Exercise objective: Would you transcribe exactly the lines below, starting at the one that contains "negative clicks: (24, 662)" and ending with the last line, both included? Leave out all other lines.

Data provided:
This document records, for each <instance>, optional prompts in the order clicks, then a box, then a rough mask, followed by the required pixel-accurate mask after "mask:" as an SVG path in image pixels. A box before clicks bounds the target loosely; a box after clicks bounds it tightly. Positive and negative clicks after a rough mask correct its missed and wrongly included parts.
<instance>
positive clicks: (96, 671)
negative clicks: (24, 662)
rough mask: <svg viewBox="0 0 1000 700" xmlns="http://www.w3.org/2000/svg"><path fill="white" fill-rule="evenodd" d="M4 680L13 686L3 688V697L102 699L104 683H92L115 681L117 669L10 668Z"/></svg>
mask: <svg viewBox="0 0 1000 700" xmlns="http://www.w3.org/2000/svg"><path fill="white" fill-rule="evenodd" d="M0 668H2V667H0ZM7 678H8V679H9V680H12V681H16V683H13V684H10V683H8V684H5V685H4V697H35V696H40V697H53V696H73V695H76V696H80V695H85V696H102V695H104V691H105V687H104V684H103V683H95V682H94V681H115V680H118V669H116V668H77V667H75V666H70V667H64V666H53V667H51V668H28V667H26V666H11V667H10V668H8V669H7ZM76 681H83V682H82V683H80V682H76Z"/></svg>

Worked solution:
negative clicks: (24, 662)
rough mask: <svg viewBox="0 0 1000 700" xmlns="http://www.w3.org/2000/svg"><path fill="white" fill-rule="evenodd" d="M4 680L13 686L3 688V697L102 699L104 683H92L115 681L117 669L10 668Z"/></svg>
mask: <svg viewBox="0 0 1000 700" xmlns="http://www.w3.org/2000/svg"><path fill="white" fill-rule="evenodd" d="M0 668H2V667H0ZM7 678H8V679H9V680H12V681H16V683H13V684H10V683H8V684H5V685H4V697H35V696H40V697H53V696H73V695H76V696H80V695H85V696H102V695H104V691H105V687H104V684H103V683H95V682H94V681H115V680H118V669H116V668H77V667H75V666H70V667H64V666H53V667H51V668H28V667H26V666H11V667H10V668H8V669H7ZM76 681H83V682H82V683H80V682H76Z"/></svg>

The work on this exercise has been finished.